*Текст для чтения*:
+--
Н. А. НЕКРАСОВ

Н. А. НЕКРАСОВ

(К пятидесятилетию со дня смерти)

Семи лет Некрасов начинает писать стихи. Его исключают из пятого класса ярославской гимназии за стихотворные сатиры, которые выучивались наизусть его товарищами. Пятнадцатилетний мальчик приезжает в Петербург со 150 рублями в кармане и с толстой тетрадкой стихов. В течение трех лет он каждый день голоден; живет в трущобах, в холоде, в нищете; когда устает писать стихи, стоя на коленях у подоконника, ложится на пол и продолжает писать. Сотрудничает в «литературных прибавлениях» к «Инвалиду», в «Сыне Отечества», в «Пантеоне», в «Отечественных Записках». Пишет водевили, куплеты, фельетоны. В 1840 году издает сборник стихов «Мечты и звуки». Журнальная черная работа его кормит; стихи навлекают насмешки на злополучного рифмоплета. Он упорствует; пишет стихи запоем, не веря в свой талант, не надеясь на славу: не может не писать. За несколько дней до смерти, преодолевая нестерпимые страдания, редактирует свои «Последние песни». Полумертвый, заканчивает поэму: «Мать».

Для Некрасова поэзия — страшная стихийная сила; его муза — жестока и беспощадна:

С железной грудью надо быть, Чтоб этим ласкам отвечать, Объятья эти выносить.

Вдохновение овладевает им, как падучая: не в «сладкой тишине» творит он, а в исступлении и нечеловеческой муке. Он напишет Тургеневу: «…Начинается волнение, скоро переходящее границы всякой умеренности, и прежде чем успею овладеть мыслью, а тем паче хорошо выразить ее, катаюсь по дивану со спазмами в груди, пульс, виски, сердце бьет тревогу».

Эта таинственная сила испепеляет душу, ломает кости, выматывает жилы; это наваждение, одержимость, пытка. Он борется в отчаянии и ужасе, знает, что она его убьет. Боборыкин («Н. А. Некрасов по личным воспоминаниям») рассказывает, что раз в деревне поэт, почувствовав бурный прилив вдохновения, не выдержал: «Пошел к буфету, достал там чего?то, коньяку или наливки, и стал пить. Только этим и спасся». Спасается вином, карточной игрой, лишь бы «уцелеть» — не погибнуть «в спазмах» песенного безумия.
+--
*Исходные данные*:
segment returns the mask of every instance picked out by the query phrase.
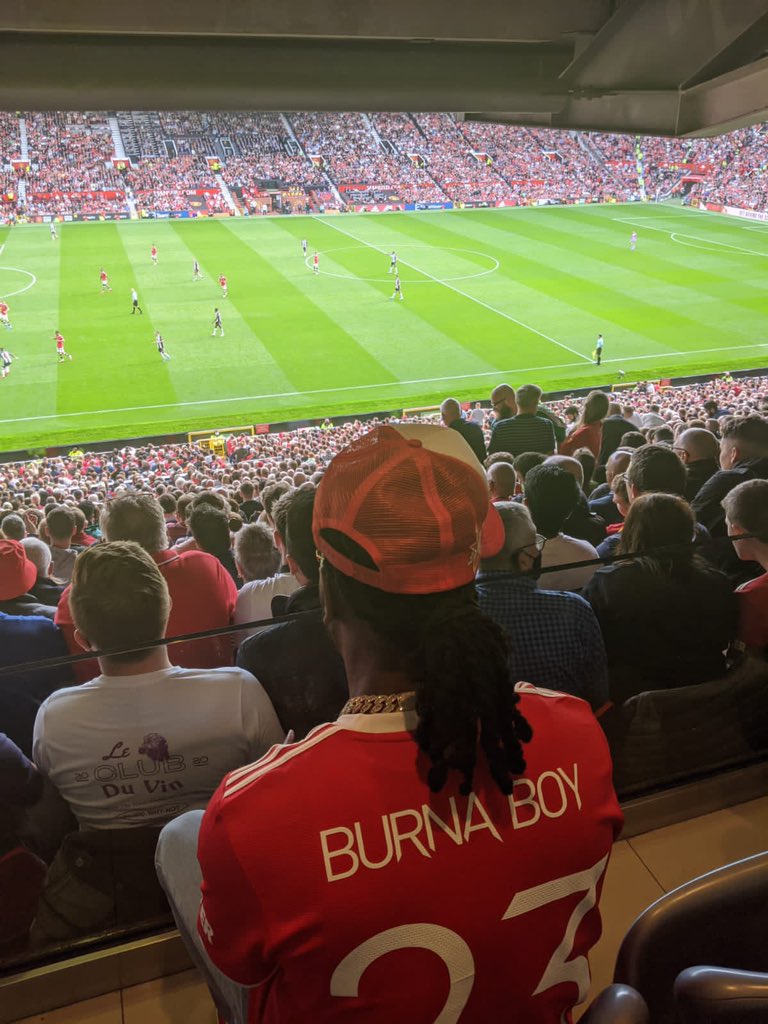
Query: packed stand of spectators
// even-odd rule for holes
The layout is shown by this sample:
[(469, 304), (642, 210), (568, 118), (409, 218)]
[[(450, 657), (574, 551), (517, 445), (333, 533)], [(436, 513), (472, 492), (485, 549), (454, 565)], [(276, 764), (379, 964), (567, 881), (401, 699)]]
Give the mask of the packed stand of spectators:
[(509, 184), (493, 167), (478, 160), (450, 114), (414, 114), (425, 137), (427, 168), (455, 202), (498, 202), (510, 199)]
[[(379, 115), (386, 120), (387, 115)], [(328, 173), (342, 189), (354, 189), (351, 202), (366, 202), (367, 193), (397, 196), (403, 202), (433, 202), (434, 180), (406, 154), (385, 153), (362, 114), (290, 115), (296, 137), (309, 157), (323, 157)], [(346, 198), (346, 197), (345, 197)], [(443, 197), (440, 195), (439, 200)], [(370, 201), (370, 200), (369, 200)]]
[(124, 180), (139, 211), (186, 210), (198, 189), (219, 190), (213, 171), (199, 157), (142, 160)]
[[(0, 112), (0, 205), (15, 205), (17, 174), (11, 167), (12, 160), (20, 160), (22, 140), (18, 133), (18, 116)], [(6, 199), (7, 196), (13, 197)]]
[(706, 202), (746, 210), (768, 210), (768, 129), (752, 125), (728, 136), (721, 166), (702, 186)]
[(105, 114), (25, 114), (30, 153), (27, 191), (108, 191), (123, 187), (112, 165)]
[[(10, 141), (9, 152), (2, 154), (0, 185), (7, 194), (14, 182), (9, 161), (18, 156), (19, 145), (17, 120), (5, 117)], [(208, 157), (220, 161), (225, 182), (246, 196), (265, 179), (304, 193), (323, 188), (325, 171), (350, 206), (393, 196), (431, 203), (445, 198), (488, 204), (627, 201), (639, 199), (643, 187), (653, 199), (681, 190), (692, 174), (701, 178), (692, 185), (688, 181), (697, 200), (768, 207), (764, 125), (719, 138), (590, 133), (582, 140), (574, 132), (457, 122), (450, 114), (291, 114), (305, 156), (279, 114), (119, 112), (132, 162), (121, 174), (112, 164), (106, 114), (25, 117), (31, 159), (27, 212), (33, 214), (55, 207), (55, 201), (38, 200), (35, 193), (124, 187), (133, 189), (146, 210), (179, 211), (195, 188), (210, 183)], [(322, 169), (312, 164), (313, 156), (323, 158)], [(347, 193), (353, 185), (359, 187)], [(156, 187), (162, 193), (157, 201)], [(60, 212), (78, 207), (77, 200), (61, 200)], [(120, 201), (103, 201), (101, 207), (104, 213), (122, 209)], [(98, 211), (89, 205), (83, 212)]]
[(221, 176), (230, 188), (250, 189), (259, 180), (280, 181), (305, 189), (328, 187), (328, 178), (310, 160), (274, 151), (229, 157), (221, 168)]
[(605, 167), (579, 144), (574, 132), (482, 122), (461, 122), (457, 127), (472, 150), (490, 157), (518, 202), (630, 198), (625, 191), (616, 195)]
+--
*Что сделать*:
A - С какой суммой денег пятнадцатилетний Некрасов приехал в Петербург, если верить тексту о Некрасове?
B - Перепишите строки списка от его начала до строки с «200), (369, 200)]]» включительно, заменив «packed stand of spectators» на «crowded stand of spectators» и больше ничего не меняя. Картинки в ответ не включайте.

*Ответы*:
A - Со 150 рублями в кармане.

B -
segment returns the mask of every instance picked out by the query phrase.
Query: crowded stand of spectators
// even-odd rule for holes
The layout is shown by this sample:
[(469, 304), (642, 210), (568, 118), (409, 218)]
[[(450, 657), (574, 551), (517, 445), (333, 533)], [(436, 513), (472, 492), (485, 549), (454, 565)], [(276, 764), (379, 964), (567, 881), (401, 699)]]
Give the mask of the crowded stand of spectators:
[(509, 184), (493, 167), (478, 160), (450, 114), (414, 114), (425, 137), (427, 168), (455, 202), (498, 202), (510, 199)]
[[(379, 115), (386, 120), (387, 115)], [(328, 173), (342, 189), (354, 189), (351, 202), (366, 202), (367, 193), (397, 196), (403, 202), (433, 202), (434, 180), (406, 154), (385, 153), (362, 114), (290, 115), (296, 137), (309, 157), (323, 157)], [(346, 198), (346, 197), (345, 197)], [(443, 197), (440, 195), (439, 200)], [(370, 201), (370, 200), (369, 200)]]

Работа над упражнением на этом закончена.